TRECHO SELECIONADO.
Não, espere… é sim! O que está acontecendo?! Pensei que tivesse a
Alemanha no bolso — comprada e financiada pelo meu gás barato. Nunca
pensei que eles pudessem se unir desse jeito à Ucrânia e considerar
minha invasão um ataque contra todos eles”.
Mas
foi justamente isso o que aconteceu. Ainda assim, muitos na UE se
perguntam por quanto tempo conseguirão manter esse doloroso pulso.
Trata-se de uma pergunta legítima.
“Putin
está contando com a fadiga do Ocidente”, afirmou Morawiecki. “Ele sabe
que tem muito mais tempo, porque democracias têm menos paciência que
autocracias.”
Apelos por um cessar-fogo
Isso
é verdade. Alguns líderes da UE já estão encorajando o presidente Joe
Biden a telefonar para Putin e explorar termos para um cessar-fogo. As
forças de Putin no leste e no sul da Ucrânia estão esmagando neste
momento o Exército ucraniano em várias junções estratégicas, atacando
com foguetes e artilharia pesada. Os russos não precisam ser acurados,
precisam apenas sobrepujar as forças ucranianas com sua magnitude e
volume.

SEÇÃO DE DADOS.
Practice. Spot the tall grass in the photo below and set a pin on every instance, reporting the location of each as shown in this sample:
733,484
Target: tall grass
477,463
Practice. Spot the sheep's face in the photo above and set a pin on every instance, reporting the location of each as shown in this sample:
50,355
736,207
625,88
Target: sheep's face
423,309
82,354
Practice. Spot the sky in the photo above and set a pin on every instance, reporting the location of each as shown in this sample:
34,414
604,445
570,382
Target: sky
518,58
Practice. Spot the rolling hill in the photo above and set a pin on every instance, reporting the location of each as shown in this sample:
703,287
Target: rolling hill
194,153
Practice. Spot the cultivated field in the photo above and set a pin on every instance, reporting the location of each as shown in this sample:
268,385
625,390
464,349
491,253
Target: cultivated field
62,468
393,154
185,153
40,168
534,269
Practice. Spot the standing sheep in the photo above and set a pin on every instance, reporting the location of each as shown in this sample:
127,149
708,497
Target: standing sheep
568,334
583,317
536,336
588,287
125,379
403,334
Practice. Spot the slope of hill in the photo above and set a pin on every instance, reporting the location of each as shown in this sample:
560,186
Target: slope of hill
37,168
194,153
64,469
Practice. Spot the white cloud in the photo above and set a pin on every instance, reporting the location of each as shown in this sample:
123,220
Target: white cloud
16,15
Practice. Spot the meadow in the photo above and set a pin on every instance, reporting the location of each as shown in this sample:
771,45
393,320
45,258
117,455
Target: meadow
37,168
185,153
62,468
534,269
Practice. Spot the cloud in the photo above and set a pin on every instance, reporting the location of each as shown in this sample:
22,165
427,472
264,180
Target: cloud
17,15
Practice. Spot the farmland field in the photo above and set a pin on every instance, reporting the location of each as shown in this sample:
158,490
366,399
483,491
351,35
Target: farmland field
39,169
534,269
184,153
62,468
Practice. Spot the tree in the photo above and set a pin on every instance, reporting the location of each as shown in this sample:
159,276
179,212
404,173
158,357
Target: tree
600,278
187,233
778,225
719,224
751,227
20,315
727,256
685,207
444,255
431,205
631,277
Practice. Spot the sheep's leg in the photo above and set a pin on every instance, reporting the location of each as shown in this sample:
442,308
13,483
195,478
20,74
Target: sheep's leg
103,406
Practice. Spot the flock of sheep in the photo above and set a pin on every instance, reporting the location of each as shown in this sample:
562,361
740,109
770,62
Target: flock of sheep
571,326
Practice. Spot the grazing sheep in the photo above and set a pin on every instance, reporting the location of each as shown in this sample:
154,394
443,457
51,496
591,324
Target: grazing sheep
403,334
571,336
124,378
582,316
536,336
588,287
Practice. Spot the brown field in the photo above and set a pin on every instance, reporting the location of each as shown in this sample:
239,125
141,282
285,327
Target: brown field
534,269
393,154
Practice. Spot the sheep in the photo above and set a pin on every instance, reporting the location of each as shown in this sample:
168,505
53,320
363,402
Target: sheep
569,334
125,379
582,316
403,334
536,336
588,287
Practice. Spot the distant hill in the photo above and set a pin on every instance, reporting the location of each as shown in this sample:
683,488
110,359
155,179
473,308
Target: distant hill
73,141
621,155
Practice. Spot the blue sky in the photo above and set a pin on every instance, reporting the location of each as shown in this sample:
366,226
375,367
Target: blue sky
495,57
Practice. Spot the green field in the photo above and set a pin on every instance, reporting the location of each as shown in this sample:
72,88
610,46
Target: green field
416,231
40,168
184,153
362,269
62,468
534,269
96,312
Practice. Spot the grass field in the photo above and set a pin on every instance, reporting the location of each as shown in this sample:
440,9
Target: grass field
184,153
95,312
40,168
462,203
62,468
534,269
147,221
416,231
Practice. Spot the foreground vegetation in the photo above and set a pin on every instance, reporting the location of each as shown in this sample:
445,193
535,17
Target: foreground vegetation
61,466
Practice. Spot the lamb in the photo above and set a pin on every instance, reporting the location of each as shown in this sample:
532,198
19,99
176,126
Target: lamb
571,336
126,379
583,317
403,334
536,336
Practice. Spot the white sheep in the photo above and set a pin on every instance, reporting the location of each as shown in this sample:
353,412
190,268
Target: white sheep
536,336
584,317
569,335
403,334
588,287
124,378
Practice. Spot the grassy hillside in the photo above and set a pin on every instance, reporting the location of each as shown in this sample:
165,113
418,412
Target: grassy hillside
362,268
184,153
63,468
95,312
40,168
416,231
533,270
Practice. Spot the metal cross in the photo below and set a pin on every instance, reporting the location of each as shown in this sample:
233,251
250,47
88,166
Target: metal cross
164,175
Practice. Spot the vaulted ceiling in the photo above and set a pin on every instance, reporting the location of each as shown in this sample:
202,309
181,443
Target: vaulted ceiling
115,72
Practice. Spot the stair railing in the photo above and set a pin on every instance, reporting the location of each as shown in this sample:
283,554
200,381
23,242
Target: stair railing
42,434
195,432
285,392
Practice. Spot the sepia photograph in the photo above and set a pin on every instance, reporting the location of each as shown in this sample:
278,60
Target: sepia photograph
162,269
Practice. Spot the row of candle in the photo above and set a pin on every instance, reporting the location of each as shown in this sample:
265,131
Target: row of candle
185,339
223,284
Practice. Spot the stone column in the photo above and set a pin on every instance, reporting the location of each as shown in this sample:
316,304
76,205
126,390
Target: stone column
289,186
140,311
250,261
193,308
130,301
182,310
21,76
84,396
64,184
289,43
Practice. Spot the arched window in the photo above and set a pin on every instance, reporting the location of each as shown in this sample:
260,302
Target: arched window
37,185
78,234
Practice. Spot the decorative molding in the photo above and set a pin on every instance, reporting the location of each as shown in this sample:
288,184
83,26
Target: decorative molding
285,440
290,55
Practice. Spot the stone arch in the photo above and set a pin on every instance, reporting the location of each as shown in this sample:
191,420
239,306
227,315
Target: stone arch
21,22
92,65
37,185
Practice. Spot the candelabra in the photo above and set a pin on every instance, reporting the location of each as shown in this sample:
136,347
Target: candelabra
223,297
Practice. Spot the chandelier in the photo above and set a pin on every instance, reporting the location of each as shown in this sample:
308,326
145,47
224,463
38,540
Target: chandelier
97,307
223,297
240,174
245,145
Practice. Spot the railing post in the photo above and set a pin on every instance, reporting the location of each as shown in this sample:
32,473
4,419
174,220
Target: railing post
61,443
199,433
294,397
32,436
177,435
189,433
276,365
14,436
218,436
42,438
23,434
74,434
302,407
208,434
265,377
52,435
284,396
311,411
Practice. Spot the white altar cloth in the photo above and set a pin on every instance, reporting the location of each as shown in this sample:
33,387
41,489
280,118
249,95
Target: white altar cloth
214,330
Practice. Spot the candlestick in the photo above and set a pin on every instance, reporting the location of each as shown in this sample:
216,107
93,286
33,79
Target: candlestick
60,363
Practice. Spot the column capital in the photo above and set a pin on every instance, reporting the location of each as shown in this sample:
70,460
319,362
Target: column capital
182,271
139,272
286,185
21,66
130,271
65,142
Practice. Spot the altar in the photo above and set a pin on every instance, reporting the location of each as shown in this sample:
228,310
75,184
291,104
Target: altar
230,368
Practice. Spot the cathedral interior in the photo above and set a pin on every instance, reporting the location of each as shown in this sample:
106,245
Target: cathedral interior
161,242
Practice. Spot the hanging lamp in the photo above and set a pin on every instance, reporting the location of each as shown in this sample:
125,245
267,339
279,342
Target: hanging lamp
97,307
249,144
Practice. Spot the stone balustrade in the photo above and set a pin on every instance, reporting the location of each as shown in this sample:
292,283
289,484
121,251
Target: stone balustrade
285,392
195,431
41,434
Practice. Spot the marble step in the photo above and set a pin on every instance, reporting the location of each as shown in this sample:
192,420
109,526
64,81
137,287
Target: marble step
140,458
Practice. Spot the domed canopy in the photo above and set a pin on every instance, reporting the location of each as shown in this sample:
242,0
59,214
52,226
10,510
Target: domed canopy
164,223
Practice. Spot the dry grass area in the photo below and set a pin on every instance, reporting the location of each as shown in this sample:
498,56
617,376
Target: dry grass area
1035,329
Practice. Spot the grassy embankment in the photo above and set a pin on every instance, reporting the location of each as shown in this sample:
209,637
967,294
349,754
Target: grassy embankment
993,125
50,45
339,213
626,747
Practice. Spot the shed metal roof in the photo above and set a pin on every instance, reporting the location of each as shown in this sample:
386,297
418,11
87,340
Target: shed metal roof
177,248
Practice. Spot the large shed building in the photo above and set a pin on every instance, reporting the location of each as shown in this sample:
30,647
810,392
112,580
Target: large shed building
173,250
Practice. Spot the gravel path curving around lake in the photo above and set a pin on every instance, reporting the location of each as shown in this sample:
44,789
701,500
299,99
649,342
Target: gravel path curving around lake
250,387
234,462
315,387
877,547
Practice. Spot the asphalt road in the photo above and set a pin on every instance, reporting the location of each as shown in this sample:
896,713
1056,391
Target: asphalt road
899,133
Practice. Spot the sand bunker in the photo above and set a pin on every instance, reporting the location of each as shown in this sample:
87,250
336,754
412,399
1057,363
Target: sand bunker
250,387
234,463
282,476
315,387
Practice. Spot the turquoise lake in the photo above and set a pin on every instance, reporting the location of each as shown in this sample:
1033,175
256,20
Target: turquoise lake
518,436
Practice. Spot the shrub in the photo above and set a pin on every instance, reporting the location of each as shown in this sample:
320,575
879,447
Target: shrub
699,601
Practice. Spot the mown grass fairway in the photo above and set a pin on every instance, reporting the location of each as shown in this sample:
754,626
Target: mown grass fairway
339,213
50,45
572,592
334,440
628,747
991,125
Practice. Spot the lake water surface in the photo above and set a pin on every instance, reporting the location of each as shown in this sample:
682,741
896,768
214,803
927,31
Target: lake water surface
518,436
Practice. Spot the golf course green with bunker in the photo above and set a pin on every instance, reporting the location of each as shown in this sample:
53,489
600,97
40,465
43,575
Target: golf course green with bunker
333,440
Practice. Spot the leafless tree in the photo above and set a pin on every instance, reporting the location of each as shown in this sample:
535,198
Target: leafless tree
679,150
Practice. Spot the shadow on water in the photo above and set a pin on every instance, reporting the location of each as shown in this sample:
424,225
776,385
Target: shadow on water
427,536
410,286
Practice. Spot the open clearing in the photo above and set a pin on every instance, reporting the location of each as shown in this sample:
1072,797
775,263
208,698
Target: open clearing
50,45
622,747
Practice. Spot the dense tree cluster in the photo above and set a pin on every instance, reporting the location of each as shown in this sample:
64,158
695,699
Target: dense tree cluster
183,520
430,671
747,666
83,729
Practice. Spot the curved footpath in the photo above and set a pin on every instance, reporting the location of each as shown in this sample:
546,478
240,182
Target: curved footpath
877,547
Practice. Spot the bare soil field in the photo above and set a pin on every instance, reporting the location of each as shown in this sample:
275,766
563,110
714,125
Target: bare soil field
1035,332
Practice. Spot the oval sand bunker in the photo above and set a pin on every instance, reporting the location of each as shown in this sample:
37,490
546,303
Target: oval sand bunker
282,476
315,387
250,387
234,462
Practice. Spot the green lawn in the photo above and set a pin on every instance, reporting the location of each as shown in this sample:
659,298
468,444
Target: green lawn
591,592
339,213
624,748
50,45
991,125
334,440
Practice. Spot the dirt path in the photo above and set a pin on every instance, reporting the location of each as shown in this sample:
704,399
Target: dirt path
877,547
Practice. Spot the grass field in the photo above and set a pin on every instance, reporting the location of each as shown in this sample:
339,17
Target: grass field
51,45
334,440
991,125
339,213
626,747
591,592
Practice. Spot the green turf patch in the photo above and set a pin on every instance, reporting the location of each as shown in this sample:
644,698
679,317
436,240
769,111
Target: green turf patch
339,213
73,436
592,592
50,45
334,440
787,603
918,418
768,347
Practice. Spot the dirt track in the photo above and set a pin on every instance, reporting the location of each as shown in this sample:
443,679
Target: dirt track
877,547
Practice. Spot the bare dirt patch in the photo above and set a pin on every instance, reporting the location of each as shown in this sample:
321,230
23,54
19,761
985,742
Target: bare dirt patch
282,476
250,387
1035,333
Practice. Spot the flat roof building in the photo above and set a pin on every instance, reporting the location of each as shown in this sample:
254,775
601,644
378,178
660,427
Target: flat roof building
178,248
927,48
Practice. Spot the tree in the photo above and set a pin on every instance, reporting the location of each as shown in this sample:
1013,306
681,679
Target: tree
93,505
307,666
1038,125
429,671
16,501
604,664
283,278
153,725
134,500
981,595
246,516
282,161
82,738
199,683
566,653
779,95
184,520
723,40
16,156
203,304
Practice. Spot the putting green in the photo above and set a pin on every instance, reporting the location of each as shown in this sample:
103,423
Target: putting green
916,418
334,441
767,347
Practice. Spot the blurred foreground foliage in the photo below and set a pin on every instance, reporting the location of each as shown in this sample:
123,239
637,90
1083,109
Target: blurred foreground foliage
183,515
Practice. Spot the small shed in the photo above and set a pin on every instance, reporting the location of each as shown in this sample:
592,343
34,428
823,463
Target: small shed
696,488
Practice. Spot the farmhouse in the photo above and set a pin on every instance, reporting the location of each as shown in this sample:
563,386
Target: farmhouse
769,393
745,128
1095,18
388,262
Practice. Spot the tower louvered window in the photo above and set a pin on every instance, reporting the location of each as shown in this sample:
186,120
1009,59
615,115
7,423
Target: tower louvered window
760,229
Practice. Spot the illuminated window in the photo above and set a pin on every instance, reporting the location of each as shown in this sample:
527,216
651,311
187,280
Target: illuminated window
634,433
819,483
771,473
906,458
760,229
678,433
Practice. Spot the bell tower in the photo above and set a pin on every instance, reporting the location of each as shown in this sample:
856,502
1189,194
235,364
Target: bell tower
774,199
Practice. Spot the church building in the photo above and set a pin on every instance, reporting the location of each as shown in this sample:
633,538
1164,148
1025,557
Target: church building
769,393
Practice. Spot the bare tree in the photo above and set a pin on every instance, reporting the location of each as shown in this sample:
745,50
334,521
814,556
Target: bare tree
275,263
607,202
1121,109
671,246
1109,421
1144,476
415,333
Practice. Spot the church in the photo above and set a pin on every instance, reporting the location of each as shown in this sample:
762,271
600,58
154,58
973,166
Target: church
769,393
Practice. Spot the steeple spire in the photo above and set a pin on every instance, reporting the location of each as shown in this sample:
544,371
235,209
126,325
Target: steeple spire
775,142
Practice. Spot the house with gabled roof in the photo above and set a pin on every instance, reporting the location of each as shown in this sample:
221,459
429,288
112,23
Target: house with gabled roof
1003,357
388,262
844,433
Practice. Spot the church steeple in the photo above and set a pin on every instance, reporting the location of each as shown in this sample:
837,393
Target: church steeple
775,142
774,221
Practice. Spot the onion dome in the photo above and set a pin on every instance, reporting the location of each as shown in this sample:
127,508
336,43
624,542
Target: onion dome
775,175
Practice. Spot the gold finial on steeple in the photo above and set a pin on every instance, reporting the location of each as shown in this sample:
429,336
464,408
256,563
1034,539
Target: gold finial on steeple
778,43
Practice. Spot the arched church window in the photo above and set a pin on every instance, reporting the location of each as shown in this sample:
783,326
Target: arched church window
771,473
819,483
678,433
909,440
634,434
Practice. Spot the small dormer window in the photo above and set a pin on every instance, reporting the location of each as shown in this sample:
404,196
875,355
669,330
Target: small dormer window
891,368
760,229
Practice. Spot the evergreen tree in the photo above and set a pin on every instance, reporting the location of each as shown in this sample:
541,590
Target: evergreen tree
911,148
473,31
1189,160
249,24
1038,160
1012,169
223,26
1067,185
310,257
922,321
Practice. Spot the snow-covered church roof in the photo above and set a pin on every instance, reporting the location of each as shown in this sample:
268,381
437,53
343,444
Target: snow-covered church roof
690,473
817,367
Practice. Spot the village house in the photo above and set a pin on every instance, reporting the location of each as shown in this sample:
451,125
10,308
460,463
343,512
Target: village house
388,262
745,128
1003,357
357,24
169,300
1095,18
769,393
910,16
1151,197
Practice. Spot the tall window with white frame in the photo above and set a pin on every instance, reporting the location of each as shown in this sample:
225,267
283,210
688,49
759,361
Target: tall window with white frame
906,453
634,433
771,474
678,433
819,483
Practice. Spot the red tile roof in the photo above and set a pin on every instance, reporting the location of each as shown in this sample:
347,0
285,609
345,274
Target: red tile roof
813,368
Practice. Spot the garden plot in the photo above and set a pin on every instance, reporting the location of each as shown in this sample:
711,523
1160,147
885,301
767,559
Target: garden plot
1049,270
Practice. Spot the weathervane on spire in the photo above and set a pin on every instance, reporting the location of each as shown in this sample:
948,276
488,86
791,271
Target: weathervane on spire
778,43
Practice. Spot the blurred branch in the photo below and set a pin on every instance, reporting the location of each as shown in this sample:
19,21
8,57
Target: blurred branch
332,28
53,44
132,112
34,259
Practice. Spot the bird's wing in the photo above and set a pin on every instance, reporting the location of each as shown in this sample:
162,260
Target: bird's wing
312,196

PARA FAZER.
#1 De acordo com Morawiecki no trecho selecionado, com o que Putin está contando?
#2 Transcreva fielmente uma passagem do trecho selecionado: comece nas palavras "Não, espere… é" e pare depois de "esse doloroso pulso.".
#3 Traduza para o inglês esta frase do trecho selecionado: "Os russos não precisam ser acurados, precisam apenas sobrepujar as forças ucranianas com sua magnitude e volume."

RESPOSTAS DO EXERCÍCIO.
#1 Com a fadiga do Ocidente.

#2
Não, espere… é sim! O que está acontecendo?! Pensei que tivesse a
Alemanha no bolso — comprada e financiada pelo meu gás barato. Nunca
pensei que eles pudessem se unir desse jeito à Ucrânia e considerar
minha invasão um ataque contra todos eles”.
Mas
foi justamente isso o que aconteceu. Ainda assim, muitos na UE se
perguntam por quanto tempo conseguirão manter esse doloroso pulso.

#3 The Russians do not need to be accurate; they only need to overwhelm the Ukrainian forces with their magnitude and volume.